# TASK REQUIREMENTS:
In the journal entry about the friendship festival, where and when did the writer see Morgan?

───── READING PASSAGE ─────

Went to the friendship festival today. Started out bad. I had a bad attitude. But I don't get along with those people so much anymore...if I ever did. I mean I certainly don't hate them but...it's hard to explain. Things got better eventually. I could have flirted with a guy but I did the opposite of flirt...whatever that is. I acted weird and whatever. I saw Chrissy. I'm glad. It makes me think about people I used to know. We used to be really close I guess but now we're like estranged or something. I think about all the friends I've had...no matter how far on the surface our relationships were. It makes me sad. I saw Morgan at Office Depot the day school started. She seemed happy to see me but she's not my friend anymore, you know? She'll always be "my friend" but it's too long...too different. And Nicole and I have started talking about random pointless things which makes me glad because I didn't totally lose her as a friend. And Eleni. We wave and say hi and it's all good and nice, you know? And all these people from when I was little. I wouldn't even recognise them anymore. Jesse was my friend in preschool. I think he's the first friend I had. I don't even know his last name. I have like one picture of him and me in our Halloween costumes. And I'd never know him if I saw him today. It's sad. And I think of the friends I have now and I wonder if it will turn out the same way. And my aquaintances. They fade too quickly.

───── STORED DATA ─────

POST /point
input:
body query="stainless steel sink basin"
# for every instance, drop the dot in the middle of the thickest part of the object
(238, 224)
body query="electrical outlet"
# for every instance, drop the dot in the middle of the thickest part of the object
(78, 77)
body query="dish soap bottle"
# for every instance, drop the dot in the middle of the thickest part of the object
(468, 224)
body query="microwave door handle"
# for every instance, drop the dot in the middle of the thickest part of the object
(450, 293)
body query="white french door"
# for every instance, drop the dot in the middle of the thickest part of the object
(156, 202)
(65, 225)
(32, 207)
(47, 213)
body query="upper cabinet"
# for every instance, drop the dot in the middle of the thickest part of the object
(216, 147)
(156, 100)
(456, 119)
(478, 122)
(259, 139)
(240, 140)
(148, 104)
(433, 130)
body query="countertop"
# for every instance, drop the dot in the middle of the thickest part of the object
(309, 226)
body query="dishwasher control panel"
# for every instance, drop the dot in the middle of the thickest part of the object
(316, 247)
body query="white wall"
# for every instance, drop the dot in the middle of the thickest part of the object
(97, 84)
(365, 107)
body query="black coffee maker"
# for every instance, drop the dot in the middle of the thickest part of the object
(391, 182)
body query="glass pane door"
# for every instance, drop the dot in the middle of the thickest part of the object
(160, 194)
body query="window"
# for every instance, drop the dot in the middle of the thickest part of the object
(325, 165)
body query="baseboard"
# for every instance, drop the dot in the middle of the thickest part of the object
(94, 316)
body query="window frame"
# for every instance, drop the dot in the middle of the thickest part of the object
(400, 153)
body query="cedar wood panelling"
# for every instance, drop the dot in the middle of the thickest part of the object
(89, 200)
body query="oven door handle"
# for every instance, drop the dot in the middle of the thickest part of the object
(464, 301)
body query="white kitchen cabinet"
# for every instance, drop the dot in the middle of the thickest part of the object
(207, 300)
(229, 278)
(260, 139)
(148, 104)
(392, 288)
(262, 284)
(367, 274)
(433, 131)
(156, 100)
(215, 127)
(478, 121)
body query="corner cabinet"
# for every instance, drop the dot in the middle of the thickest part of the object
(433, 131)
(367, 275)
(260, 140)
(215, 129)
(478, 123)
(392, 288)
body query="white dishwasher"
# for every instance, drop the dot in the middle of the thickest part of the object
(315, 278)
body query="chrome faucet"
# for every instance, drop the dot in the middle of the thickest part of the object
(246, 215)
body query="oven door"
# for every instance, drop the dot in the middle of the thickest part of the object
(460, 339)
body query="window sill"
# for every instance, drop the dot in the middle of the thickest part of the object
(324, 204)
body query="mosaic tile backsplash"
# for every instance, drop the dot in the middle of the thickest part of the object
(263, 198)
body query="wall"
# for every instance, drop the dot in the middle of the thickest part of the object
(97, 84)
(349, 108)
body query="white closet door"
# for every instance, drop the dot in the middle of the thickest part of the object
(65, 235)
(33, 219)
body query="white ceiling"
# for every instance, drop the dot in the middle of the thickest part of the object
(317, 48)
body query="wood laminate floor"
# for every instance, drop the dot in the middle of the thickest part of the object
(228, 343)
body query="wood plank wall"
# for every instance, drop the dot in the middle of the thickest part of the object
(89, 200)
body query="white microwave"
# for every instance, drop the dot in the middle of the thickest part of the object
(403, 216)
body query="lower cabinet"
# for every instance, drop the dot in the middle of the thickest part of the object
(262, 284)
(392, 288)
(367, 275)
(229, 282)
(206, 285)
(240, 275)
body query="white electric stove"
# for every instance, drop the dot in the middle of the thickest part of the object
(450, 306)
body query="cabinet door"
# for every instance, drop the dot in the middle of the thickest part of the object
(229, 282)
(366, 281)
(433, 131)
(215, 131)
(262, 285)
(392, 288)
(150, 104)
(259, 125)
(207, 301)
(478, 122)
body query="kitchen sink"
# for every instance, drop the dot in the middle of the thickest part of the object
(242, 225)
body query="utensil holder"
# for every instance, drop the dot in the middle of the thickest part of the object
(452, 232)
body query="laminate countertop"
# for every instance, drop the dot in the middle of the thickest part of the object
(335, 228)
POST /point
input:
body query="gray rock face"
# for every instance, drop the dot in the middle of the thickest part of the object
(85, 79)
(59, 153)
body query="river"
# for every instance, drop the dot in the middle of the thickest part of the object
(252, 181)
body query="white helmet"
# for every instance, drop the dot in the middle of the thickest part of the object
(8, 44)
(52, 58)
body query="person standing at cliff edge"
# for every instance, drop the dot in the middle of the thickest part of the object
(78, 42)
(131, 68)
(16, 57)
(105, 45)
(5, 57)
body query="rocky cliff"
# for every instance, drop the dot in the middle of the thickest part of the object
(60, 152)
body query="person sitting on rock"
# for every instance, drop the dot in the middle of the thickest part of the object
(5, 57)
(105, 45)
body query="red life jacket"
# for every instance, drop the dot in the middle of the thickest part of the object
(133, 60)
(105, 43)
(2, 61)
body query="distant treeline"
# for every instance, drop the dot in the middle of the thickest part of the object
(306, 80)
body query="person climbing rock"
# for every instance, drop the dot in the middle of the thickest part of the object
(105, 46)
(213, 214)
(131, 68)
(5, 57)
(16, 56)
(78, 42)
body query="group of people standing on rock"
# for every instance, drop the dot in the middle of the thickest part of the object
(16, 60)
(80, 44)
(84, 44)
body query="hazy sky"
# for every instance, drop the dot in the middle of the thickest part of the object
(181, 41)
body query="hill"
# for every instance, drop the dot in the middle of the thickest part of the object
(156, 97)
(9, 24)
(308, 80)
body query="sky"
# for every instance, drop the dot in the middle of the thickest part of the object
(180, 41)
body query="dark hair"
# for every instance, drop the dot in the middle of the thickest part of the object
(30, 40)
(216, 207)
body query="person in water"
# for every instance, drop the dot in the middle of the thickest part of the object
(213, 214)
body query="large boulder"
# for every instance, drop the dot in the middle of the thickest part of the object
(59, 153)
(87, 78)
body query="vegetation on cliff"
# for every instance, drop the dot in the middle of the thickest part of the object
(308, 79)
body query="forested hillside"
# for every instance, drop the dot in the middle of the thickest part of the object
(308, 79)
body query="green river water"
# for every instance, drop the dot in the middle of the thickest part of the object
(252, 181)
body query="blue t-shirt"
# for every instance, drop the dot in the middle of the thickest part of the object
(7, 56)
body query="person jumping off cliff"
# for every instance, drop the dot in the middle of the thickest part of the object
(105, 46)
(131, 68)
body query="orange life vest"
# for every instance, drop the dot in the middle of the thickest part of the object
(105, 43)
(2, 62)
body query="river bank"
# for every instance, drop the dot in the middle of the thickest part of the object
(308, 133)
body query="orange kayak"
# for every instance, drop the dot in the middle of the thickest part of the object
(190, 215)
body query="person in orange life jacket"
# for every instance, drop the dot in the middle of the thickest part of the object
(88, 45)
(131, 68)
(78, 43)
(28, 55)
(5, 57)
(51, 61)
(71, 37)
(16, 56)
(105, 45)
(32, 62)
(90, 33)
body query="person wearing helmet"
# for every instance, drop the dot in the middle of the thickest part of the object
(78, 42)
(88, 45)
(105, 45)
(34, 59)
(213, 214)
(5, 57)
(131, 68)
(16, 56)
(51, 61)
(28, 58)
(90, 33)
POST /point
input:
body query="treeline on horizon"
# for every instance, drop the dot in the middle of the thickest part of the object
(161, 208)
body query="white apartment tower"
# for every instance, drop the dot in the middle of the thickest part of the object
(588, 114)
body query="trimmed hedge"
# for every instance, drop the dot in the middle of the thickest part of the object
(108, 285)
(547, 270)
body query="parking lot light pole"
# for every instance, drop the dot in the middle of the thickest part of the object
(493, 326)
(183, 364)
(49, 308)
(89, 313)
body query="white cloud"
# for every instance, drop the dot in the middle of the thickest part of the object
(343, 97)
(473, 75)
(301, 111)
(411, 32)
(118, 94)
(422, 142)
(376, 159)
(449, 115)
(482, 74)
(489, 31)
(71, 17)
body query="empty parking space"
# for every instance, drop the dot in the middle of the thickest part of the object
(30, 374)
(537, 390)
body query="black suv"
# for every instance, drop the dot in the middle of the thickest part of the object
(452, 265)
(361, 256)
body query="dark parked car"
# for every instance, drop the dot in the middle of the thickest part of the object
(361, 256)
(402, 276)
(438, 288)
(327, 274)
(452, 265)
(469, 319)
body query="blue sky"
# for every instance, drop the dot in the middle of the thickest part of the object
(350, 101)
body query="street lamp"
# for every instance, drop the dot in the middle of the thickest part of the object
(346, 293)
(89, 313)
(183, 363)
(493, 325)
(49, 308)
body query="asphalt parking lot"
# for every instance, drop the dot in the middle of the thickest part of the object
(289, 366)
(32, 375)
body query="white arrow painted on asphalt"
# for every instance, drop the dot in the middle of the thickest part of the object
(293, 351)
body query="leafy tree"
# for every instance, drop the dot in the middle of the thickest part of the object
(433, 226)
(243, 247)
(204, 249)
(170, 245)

─────

# EXPECTED ANSWER:
At Office Depot on the day school started.